§ **Requirement 1**: In the zoom passage, why does keyboard/menu Zoom keep the document width the same?
§ **Requirement 2**: Please reproduce word for word the part of the zoom passage that opens with the words containing "Meanwhile pinch-to-zoom scales" and closes with "the entire page.".

§ **Excerpted passage**:

I think the current behavior of keyboard/menu Zoom is meant just as an aid to
people with poor eyesight who can't read small text. The change from Text Zoom
to Zoom is just because increasing the text without increasing anything else
can cause layout issues, so it increases everything. But it keeps the document
width the same because scrolling horizontally to read text sucks.

Meanwhile pinch-to-zoom scales everything because it acts just like iOS, and
because pinch-to-zoom isn't supposed to ever reflow anything (as that would be
inconsistent with pinch-to-zoom everywhere else). So pinch-to-zoom is useful
when you want to quickly zoom in on an element, as opposed to increasing the
text size of the entire page.

§ **Stored rows**:
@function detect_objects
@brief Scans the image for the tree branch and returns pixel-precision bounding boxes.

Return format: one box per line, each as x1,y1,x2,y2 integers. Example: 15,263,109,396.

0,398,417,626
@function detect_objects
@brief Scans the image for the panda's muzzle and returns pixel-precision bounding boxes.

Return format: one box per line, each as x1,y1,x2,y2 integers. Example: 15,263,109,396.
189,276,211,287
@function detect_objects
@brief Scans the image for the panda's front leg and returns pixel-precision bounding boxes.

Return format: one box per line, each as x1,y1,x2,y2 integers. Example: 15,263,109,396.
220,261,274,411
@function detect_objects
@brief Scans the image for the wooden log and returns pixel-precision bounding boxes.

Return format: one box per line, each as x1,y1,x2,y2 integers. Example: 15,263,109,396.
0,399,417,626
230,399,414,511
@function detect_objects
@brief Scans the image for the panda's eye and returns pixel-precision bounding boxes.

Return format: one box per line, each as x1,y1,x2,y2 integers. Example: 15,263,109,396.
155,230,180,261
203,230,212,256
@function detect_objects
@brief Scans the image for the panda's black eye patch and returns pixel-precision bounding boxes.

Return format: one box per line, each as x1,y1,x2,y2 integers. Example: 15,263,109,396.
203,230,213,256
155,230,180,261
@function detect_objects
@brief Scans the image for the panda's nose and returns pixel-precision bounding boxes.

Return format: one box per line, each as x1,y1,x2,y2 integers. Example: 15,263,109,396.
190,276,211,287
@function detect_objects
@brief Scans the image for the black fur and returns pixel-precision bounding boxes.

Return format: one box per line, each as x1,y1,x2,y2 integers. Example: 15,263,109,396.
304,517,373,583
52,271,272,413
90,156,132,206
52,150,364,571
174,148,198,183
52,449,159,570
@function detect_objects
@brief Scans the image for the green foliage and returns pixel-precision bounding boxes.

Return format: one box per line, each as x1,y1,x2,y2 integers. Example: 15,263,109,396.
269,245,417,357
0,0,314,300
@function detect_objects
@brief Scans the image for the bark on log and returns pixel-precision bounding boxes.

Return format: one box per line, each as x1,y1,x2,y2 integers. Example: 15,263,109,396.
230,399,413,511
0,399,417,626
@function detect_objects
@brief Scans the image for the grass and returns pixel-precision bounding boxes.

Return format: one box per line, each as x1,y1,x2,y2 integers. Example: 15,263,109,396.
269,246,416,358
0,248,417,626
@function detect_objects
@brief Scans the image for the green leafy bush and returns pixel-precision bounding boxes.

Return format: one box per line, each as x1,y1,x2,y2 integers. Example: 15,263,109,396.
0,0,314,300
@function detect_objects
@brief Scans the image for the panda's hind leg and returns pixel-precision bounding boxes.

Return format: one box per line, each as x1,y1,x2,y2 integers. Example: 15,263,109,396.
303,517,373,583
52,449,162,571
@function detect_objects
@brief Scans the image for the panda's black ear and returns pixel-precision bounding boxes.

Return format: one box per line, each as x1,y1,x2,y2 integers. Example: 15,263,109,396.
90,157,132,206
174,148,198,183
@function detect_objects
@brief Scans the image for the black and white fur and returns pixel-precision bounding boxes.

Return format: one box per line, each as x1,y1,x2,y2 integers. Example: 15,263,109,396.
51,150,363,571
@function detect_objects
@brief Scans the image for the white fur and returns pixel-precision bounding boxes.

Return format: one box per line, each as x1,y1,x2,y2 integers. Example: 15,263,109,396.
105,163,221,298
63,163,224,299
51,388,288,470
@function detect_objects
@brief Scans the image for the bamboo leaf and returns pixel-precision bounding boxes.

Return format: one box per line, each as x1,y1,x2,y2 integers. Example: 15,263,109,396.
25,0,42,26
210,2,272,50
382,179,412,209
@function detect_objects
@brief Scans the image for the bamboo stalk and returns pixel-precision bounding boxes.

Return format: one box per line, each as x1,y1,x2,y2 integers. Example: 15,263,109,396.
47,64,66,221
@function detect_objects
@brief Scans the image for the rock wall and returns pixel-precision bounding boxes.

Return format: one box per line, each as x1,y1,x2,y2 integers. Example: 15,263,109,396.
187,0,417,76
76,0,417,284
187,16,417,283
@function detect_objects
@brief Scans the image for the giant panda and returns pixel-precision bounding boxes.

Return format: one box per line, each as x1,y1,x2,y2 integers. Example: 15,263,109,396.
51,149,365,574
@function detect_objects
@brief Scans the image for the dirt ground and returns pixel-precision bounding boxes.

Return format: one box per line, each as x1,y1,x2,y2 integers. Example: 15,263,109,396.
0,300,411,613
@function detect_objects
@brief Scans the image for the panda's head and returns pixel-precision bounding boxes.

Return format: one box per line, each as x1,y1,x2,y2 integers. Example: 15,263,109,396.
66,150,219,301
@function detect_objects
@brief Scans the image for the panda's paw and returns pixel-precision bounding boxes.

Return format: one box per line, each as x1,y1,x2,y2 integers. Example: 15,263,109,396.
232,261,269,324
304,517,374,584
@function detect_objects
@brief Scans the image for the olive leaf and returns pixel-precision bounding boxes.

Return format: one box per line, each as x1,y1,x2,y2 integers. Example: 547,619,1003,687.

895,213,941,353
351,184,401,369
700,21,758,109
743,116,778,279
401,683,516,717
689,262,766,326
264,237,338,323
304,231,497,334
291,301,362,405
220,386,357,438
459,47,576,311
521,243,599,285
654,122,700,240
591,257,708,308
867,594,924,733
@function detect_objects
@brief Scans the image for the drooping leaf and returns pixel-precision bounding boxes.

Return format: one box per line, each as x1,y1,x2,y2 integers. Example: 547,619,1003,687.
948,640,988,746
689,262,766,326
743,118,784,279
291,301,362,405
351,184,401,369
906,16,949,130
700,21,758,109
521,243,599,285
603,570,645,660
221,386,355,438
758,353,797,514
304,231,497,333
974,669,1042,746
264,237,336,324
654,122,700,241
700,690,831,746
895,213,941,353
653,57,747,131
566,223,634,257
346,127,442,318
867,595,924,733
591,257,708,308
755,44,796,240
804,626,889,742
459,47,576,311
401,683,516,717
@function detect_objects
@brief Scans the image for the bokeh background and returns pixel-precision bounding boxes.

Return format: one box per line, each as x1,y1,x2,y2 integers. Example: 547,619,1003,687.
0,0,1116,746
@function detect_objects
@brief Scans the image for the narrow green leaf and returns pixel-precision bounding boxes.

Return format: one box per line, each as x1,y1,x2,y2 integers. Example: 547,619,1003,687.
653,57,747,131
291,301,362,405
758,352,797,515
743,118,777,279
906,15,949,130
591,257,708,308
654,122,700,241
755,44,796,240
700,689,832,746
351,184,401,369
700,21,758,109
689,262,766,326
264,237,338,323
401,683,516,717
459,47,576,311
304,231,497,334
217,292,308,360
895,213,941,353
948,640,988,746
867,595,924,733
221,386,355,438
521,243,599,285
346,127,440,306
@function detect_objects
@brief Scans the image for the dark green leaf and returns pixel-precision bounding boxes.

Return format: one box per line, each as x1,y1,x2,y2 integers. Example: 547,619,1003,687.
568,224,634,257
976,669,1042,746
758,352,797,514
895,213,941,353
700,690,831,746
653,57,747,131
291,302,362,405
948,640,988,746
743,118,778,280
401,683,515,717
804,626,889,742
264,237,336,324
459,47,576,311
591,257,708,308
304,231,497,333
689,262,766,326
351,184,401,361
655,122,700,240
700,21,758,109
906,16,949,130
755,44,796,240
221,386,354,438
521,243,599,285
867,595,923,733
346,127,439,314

§ **Exercise output 1**: Because scrolling horizontally to read text sucks.

§ **Exercise output 2**:
Meanwhile pinch-to-zoom scales everything because it acts just like iOS, and
because pinch-to-zoom isn't supposed to ever reflow anything (as that would be
inconsistent with pinch-to-zoom everywhere else). So pinch-to-zoom is useful
when you want to quickly zoom in on an element, as opposed to increasing the
text size of the entire page.